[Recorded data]

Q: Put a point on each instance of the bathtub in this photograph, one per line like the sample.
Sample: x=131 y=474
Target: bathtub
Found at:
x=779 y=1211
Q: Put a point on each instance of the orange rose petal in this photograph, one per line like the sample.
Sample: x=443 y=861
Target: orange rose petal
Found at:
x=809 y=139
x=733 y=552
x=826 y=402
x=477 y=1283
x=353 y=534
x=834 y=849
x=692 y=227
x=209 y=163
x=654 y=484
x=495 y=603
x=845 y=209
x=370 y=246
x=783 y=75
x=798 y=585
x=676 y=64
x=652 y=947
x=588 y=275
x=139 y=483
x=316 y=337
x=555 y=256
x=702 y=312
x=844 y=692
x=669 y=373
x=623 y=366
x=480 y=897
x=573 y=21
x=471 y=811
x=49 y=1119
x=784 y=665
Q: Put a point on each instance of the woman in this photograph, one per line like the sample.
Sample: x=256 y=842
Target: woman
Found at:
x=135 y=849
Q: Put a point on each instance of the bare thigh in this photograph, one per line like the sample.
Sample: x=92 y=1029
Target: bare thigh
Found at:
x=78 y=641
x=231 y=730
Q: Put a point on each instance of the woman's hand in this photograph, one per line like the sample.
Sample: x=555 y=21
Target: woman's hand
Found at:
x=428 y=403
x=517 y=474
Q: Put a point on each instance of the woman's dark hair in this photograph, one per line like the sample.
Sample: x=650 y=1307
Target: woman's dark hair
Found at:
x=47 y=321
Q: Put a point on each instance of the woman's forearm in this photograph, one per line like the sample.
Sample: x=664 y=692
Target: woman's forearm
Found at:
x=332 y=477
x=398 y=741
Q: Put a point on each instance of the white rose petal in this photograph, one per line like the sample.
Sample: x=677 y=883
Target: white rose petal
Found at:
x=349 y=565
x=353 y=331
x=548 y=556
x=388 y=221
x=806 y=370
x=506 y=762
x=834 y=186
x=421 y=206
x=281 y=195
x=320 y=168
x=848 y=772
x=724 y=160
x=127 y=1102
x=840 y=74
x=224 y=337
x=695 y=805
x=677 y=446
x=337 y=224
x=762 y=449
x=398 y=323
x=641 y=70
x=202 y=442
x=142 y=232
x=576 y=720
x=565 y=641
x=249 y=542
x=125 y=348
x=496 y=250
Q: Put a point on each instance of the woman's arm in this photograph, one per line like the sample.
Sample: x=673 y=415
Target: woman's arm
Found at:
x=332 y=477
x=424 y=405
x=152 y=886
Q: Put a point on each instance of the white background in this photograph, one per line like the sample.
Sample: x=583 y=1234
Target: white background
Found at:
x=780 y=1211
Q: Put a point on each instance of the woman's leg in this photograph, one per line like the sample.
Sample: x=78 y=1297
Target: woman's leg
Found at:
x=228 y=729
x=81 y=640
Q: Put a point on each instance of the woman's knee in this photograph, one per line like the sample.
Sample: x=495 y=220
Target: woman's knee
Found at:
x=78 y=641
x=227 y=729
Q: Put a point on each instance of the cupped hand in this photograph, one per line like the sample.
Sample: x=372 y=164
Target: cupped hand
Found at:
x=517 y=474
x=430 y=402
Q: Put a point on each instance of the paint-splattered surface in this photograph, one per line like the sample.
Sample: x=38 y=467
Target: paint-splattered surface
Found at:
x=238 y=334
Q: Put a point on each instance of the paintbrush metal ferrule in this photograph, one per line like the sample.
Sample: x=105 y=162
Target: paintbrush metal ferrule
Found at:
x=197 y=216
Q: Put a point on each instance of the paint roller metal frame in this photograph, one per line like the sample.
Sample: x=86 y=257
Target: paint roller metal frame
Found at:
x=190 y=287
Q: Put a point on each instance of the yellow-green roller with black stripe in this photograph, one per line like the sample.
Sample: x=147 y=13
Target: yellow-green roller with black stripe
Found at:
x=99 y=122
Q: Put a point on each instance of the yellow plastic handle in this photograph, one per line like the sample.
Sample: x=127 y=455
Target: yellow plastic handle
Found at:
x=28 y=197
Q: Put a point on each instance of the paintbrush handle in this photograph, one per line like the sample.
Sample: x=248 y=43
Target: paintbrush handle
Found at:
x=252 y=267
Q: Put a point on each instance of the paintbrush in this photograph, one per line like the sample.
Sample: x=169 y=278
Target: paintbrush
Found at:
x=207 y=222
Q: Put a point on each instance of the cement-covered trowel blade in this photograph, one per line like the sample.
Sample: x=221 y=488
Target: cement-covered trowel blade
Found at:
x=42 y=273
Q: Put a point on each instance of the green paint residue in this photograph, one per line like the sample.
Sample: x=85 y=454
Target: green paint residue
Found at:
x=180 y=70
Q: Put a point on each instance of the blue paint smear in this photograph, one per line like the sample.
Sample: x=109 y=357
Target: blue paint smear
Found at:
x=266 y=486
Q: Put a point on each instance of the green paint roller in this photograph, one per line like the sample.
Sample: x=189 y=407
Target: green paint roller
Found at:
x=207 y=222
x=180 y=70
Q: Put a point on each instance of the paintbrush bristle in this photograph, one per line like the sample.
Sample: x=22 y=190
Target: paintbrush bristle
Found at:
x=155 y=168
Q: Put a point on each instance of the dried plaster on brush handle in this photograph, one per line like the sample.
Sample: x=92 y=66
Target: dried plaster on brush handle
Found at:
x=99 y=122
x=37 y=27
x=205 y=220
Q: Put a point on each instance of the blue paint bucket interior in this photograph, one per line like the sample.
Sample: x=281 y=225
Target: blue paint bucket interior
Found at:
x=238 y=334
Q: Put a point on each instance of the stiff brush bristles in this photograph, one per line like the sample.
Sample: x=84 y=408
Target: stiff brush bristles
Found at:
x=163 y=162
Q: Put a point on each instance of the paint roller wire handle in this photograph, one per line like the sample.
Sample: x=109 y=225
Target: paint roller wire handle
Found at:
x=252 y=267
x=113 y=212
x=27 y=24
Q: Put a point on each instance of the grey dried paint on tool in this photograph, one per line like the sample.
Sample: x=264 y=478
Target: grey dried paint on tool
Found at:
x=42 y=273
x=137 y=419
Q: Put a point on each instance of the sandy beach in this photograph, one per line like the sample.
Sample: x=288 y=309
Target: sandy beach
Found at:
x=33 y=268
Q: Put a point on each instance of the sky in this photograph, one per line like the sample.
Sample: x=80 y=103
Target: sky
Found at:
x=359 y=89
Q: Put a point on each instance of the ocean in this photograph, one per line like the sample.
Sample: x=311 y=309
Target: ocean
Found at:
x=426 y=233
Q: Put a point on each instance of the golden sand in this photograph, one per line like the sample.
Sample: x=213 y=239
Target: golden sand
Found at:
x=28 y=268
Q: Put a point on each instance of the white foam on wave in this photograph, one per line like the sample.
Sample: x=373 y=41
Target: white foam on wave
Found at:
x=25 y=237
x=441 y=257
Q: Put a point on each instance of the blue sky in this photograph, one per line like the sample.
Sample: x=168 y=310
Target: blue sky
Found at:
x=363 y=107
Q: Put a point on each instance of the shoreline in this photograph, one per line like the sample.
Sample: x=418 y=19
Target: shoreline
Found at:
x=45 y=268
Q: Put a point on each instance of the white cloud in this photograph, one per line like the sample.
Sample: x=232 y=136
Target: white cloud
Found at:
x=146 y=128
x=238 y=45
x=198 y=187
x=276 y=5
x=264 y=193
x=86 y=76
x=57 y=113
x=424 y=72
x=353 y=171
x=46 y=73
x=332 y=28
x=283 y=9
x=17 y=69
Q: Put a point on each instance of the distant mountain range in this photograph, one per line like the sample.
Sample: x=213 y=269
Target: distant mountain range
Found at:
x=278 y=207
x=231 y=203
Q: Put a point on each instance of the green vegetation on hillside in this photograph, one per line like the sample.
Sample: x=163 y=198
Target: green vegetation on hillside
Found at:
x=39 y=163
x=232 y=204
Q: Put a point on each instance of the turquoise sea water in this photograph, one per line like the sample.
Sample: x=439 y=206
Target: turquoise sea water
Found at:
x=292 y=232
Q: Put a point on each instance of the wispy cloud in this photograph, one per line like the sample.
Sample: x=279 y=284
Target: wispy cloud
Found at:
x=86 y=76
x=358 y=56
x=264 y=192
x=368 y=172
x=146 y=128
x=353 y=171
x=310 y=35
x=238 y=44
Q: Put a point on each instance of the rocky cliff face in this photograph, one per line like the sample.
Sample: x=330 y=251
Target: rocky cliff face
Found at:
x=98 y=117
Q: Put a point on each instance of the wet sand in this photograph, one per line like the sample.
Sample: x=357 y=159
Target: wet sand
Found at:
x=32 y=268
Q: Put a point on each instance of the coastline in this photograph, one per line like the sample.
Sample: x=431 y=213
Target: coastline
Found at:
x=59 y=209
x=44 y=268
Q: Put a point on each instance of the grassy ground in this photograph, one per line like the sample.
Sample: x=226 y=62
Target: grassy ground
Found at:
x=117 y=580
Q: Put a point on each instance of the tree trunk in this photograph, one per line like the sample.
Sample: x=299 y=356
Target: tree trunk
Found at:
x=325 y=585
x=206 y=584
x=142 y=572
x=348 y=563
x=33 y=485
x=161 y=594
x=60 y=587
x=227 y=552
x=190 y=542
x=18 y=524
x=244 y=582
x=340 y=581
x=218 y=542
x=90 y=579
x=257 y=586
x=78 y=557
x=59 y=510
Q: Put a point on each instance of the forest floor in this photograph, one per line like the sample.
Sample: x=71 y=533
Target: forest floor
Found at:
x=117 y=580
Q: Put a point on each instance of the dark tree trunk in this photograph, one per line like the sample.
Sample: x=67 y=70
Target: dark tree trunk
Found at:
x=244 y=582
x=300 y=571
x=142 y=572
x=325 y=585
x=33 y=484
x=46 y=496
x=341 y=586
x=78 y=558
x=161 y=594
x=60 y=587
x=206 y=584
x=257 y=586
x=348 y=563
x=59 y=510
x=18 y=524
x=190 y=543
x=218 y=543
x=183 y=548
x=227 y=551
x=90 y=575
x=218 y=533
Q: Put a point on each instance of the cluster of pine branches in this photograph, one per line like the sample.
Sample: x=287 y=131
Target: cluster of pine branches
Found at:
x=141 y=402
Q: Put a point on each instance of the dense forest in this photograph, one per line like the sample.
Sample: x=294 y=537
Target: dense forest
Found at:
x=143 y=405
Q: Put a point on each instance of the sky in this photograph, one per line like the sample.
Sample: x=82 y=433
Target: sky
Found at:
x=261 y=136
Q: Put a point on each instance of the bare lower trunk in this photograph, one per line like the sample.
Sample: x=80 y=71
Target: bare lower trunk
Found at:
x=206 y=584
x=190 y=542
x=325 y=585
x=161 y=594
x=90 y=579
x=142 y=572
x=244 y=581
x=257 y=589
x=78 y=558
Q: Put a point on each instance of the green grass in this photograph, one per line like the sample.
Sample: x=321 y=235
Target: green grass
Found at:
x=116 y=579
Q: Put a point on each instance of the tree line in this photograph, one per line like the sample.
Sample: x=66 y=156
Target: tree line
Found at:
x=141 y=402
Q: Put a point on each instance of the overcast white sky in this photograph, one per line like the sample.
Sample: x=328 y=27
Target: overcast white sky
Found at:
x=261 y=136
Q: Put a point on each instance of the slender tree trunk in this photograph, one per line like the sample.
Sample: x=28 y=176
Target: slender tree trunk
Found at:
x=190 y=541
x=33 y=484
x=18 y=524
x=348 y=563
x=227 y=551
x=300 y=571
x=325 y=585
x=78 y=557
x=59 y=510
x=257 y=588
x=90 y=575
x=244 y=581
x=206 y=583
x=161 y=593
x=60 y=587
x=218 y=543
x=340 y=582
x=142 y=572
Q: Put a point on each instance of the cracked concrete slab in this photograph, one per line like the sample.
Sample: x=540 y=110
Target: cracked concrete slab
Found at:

§ **Brief**: Print the lines above from the start of the recorded data through the line that contains "x=398 y=741", keeping every line exactly as it appears, and stop after that line.

§ **Written answer**:
Q: Put a point on each instance of the bathtub in this photograph, one per line like the sample.
Sample: x=131 y=474
Target: bathtub
Found at:
x=779 y=1211
Q: Put a point on each instance of the orange rose petal in this photograph, one per line like the sample.
Sample: x=443 y=861
Target: orange rose petal
Found at:
x=809 y=139
x=733 y=552
x=826 y=402
x=477 y=1283
x=353 y=534
x=834 y=849
x=692 y=227
x=209 y=163
x=654 y=484
x=495 y=603
x=845 y=209
x=370 y=246
x=783 y=75
x=798 y=585
x=676 y=64
x=652 y=947
x=588 y=275
x=139 y=483
x=316 y=337
x=555 y=256
x=702 y=312
x=844 y=692
x=669 y=373
x=623 y=366
x=480 y=897
x=573 y=21
x=471 y=811
x=49 y=1119
x=784 y=665
Q: Put a point on each instance of the woman in this photograph, one per line like the sample.
Sample: x=256 y=842
Target: woman
Found at:
x=135 y=849
Q: Put a point on each instance of the bare thigh in this photograph, one per line like the sample.
Sample: x=92 y=1029
Target: bare thigh
Found at:
x=78 y=641
x=231 y=730
Q: Put a point on each instance of the woman's hand in this photograph, one per line like the sample.
Sample: x=555 y=21
Target: woman's hand
Found at:
x=428 y=403
x=517 y=474
Q: Put a point on each instance of the woman's dark hair in this photograph, one per line like the sample.
Sample: x=650 y=1307
Target: woman's dark hair
Found at:
x=47 y=321
Q: Put a point on each instance of the woman's forearm in this photograph, one per line like the sample.
Sample: x=664 y=692
Target: woman's forearm
Found at:
x=332 y=477
x=398 y=741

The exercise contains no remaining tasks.